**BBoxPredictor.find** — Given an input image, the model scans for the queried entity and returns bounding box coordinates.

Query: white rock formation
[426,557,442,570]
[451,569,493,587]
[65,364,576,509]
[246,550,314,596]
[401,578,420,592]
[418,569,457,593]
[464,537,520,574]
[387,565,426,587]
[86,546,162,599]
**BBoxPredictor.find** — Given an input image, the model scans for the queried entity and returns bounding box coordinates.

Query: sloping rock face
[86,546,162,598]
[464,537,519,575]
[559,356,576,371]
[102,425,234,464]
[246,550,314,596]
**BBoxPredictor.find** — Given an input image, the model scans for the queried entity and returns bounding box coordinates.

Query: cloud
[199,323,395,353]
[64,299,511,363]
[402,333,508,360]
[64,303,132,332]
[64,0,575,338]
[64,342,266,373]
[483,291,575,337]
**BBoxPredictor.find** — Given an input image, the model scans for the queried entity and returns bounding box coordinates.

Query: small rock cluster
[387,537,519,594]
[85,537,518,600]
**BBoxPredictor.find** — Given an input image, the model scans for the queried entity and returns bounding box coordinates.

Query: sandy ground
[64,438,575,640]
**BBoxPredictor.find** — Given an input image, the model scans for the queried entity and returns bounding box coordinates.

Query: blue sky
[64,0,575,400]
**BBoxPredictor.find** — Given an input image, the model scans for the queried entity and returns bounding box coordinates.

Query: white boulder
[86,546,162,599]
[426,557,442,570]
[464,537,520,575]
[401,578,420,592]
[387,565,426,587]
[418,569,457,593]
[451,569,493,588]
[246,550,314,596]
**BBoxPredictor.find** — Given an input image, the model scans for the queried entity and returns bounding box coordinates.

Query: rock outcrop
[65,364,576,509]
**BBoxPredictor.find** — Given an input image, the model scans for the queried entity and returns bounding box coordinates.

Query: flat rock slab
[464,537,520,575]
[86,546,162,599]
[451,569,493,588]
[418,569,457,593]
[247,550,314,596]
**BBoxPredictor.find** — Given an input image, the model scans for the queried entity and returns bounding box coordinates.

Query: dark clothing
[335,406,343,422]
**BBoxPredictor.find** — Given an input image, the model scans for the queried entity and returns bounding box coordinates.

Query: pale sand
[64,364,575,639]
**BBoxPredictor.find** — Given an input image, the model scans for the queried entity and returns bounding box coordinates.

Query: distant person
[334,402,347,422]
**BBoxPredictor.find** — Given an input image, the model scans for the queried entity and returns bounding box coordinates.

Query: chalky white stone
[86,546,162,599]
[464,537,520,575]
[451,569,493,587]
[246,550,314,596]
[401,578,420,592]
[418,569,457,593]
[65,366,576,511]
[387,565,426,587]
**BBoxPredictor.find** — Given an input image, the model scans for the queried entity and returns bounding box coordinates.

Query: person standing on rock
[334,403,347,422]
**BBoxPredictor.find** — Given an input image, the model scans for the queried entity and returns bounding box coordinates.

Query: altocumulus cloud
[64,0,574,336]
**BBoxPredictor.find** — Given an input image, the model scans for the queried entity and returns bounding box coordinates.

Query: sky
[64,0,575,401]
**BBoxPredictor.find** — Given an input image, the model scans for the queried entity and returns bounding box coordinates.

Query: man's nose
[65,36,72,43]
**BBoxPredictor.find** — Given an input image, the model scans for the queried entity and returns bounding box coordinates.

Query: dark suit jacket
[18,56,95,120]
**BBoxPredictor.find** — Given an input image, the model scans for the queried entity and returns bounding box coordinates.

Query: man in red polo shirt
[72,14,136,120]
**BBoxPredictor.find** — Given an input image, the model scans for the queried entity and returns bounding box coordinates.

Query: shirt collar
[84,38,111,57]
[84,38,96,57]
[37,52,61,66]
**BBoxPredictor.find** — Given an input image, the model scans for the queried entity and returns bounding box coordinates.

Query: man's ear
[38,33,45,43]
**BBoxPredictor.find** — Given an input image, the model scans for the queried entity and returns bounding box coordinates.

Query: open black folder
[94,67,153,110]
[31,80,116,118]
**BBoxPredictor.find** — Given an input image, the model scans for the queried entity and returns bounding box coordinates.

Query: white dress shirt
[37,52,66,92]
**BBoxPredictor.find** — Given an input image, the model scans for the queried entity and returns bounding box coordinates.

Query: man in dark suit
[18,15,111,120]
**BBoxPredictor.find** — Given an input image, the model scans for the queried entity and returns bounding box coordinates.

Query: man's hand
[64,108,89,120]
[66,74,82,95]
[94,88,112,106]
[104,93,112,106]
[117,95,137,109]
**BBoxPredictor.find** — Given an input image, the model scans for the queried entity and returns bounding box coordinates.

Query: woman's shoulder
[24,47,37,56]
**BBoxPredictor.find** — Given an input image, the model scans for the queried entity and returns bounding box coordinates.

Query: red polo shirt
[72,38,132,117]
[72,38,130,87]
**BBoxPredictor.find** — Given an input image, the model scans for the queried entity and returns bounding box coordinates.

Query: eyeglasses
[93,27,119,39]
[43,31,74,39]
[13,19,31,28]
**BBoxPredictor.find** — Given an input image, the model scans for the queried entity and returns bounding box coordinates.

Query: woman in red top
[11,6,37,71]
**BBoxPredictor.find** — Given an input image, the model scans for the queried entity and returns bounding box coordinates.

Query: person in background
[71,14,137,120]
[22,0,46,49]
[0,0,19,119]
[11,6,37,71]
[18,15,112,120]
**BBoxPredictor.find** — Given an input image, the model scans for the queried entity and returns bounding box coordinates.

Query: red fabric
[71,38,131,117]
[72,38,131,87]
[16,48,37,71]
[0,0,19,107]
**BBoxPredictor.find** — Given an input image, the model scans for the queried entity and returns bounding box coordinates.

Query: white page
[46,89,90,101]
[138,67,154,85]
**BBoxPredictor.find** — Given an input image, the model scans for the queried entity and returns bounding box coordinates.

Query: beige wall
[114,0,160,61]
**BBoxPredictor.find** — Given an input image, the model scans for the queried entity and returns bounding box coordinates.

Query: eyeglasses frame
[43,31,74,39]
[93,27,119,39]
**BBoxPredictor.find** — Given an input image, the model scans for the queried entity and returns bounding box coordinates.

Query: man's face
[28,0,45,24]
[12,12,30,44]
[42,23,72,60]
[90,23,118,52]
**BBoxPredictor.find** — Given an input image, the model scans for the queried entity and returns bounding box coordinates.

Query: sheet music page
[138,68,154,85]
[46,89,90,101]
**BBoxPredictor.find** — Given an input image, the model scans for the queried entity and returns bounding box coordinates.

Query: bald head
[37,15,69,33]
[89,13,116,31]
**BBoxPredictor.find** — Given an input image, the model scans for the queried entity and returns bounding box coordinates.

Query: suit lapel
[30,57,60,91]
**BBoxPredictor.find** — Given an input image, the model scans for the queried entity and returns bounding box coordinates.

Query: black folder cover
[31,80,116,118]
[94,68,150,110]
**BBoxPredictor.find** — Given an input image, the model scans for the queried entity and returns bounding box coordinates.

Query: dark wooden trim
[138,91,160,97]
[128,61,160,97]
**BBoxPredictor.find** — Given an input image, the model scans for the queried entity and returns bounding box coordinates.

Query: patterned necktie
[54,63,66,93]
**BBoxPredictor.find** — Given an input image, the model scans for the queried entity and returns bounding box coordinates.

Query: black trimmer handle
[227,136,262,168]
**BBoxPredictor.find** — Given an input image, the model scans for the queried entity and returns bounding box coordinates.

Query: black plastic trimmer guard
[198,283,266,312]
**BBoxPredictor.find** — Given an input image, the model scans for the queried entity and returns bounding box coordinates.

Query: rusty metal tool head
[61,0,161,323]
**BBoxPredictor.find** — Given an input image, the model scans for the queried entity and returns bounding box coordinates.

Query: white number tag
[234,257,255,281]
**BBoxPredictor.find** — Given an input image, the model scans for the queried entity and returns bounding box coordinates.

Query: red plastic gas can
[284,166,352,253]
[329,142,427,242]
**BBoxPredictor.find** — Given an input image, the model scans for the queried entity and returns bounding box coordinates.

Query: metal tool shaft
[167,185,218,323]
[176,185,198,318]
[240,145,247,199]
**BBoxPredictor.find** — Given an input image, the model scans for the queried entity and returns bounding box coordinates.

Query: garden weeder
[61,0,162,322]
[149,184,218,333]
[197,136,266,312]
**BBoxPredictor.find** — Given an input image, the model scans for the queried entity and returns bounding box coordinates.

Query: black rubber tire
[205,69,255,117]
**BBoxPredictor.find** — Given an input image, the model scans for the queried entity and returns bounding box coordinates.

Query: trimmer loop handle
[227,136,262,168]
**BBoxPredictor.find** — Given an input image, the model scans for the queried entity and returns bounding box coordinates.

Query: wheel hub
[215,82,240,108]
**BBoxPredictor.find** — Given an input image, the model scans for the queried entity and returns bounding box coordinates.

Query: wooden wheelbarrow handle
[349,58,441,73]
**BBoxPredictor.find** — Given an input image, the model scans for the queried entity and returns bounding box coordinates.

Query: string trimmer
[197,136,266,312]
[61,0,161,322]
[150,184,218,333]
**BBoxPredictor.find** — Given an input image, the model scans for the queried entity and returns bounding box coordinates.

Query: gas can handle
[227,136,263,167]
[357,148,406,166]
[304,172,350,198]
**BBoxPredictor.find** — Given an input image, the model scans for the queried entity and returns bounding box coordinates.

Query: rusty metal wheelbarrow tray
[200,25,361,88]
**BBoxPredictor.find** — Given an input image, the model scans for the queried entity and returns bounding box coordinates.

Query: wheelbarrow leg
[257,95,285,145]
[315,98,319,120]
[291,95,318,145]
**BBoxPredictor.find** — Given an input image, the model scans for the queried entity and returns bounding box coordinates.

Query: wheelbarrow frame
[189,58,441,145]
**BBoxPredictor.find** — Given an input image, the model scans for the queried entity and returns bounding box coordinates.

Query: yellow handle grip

# # # # # # #

Copy out exactly the lines between the line with "Query: wheel hub" and the last line of the entries, counting both of those lines.

Query: wheel hub
[215,82,240,108]
**BBoxPredictor.find** — Given an input image, the model scans for the queried entity and returns bounding box coordinates.

Query: wooden wheelbarrow handle
[349,58,441,73]
**BBoxPredictor.find** — Given an input image, the model scans for the queried entity and returns bounding box coordinates.

Query: string trimmer
[197,136,266,312]
[61,0,161,322]
[150,184,218,333]
**BBoxPredictor.find** — Given an input image, the model scans for the queried entity and returns bounding box coordinates.

Query: gas can handle
[227,136,263,167]
[357,148,406,166]
[304,172,350,198]
**BBoxPredictor.find** — Given an input image, the model scans for the queried entity and returns bounding box coordinates.

Query: rusty metal wheelbarrow tray
[200,25,361,88]
**BBoxPredictor.find** — Given an input image, the model scans for the queried entity and returns bounding box coordinates.

Query: wheelbarrow leg
[257,95,285,145]
[315,98,319,120]
[291,95,318,145]
**BBoxPredictor.find** — Given an input image, the model scans for the queried entity and returns bounding box coordinates.

Query: wheelbarrow frame
[189,58,441,145]
**BBoxPredictor.find** — Given an input image, the model scans for the queried entity and returns bounding box coordinates.

Query: yellow handle grip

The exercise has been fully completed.